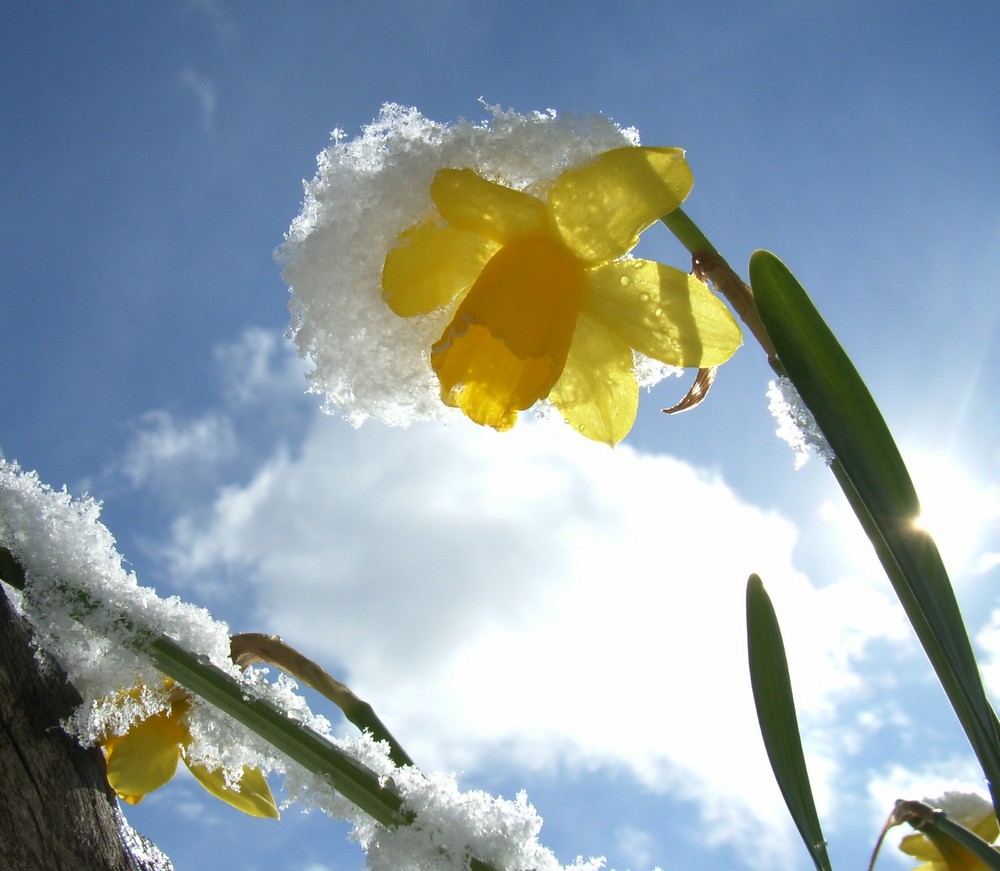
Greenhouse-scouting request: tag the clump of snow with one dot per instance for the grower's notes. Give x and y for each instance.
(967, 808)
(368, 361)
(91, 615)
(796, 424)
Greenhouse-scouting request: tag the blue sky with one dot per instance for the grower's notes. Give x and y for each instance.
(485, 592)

──────

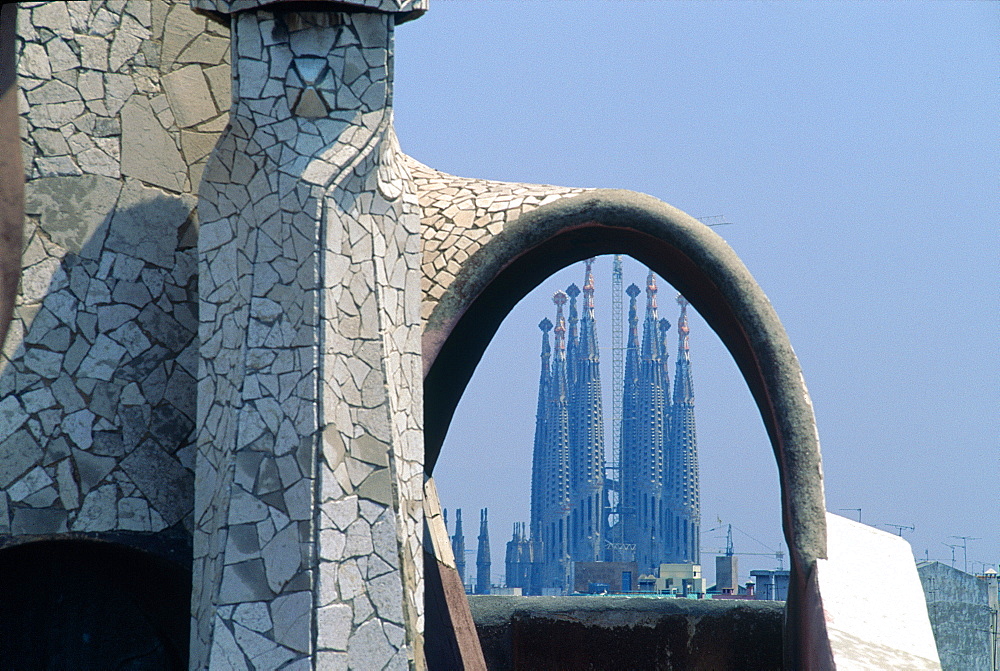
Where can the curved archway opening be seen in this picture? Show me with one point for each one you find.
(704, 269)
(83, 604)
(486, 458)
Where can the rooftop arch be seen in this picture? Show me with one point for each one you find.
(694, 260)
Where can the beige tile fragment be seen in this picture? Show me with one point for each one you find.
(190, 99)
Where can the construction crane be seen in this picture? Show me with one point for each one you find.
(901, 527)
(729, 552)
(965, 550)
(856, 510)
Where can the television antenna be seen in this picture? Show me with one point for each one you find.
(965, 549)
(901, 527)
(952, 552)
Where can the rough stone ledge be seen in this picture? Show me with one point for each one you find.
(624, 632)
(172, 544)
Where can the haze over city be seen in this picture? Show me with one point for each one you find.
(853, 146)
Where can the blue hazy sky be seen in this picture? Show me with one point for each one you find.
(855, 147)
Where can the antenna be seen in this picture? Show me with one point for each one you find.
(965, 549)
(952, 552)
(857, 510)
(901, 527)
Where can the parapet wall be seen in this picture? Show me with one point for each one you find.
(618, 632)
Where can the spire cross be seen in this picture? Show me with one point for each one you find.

──────

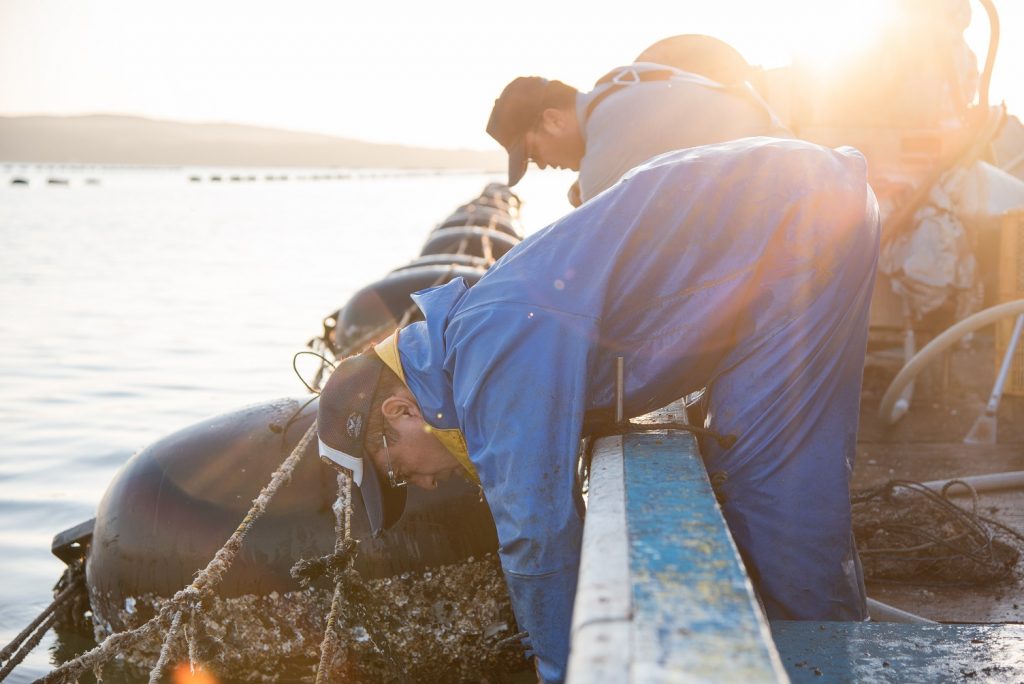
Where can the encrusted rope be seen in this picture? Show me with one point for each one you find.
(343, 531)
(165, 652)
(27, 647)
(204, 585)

──────

• What is being asked
Count how many of the lines above contain the word "instance", treating uppercase and lowercase as different. Give only the number.

• Output of the exercise
2